▸ **WHAT NEEDS TO BE DONE**: Reproduce word for word the passage of the confounders note below that begins with "In order to" and ends after "was the confounder.".

PAGE EXTRACT: Begin

*Geek Box: Confounders, Correlations, and Control
There is a tendency when it comes to interpreting epidemiological findings to dismiss any related factor between an exposure and and outcome as a “confounder”. This ranges from over simplistic, to plain wrong.
In order to be a confounder, a variable has to be associated with the exposure but not caused by it, and independently associated with the outcome. For example, an analysis looks at coffee as the exposure and heart disease as the outcome, and finds a strong association; but high coffee drinkers in the study are also heavy smokers. Coffee does not cause smoking, but they are related behaviours. In this case, controlling for smoking means the relationship between coffee and heart disease is not longer evident, i.e., smoking was the confounder.
Many of the factors that we deem ‘confounders’ may in fact only be correlated behaviours or variables. The question to ask from a nutritional perspective is whether the dietary association is independent of non-dietary related lifestyle factors. We can determine this through appropriate control of known variables which may be correlated with diet, like socio-economic status, alcohol intake, or BMI. These variables are not inherently confounders; it depends on what the exposure-outcome relationship is that we’re looking at.

PAGE EXTRACT: End
GIVEN DATA: Begin

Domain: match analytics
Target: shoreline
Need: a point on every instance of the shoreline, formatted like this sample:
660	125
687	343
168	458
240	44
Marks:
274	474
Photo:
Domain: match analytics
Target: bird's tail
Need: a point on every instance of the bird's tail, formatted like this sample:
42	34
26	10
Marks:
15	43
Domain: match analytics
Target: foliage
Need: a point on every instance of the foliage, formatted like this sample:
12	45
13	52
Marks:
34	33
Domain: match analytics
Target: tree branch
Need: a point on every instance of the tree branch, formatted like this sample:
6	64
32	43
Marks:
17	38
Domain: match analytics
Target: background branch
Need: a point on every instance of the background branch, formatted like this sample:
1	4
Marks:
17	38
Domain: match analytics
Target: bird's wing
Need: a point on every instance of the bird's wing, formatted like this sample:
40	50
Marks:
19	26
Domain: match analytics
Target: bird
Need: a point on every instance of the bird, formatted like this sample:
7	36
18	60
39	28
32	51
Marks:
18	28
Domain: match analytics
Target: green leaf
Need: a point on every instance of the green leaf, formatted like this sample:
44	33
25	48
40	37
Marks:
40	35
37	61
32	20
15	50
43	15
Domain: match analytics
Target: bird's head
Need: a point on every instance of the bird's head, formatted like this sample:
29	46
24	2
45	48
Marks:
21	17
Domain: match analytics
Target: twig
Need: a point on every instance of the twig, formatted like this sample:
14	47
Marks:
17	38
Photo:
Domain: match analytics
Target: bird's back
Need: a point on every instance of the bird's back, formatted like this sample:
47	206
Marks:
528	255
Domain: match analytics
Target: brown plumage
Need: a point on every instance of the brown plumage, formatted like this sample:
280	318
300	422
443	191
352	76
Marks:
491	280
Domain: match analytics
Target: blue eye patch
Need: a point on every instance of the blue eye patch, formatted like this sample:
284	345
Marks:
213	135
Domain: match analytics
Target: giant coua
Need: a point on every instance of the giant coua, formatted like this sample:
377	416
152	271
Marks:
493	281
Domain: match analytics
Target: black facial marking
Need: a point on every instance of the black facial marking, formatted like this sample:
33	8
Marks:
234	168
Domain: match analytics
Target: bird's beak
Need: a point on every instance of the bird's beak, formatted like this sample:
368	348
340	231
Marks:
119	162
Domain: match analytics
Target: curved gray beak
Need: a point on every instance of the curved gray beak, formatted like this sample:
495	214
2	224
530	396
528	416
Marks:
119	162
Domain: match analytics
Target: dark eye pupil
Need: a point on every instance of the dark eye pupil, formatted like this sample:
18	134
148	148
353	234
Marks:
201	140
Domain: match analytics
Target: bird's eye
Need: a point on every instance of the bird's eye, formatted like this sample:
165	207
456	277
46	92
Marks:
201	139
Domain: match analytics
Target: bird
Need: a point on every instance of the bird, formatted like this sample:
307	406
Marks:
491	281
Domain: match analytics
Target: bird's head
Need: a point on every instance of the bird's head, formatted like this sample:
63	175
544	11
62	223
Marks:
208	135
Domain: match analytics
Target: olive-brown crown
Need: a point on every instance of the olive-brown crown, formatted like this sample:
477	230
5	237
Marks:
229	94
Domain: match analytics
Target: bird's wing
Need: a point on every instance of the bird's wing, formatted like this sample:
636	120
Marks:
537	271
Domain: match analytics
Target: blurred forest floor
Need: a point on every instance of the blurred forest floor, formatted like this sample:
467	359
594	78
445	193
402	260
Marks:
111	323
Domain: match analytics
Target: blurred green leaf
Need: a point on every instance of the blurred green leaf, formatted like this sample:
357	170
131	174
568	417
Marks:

GIVEN DATA: End

▸ **TASK SOLUTION**:
In order to be a confounder, a variable has to be associated with the exposure but not caused by it, and independently associated with the outcome. For example, an analysis looks at coffee as the exposure and heart disease as the outcome, and finds a strong association; but high coffee drinkers in the study are also heavy smokers. Coffee does not cause smoking, but they are related behaviours. In this case, controlling for smoking means the relationship between coffee and heart disease is not longer evident, i.e., smoking was the confounder.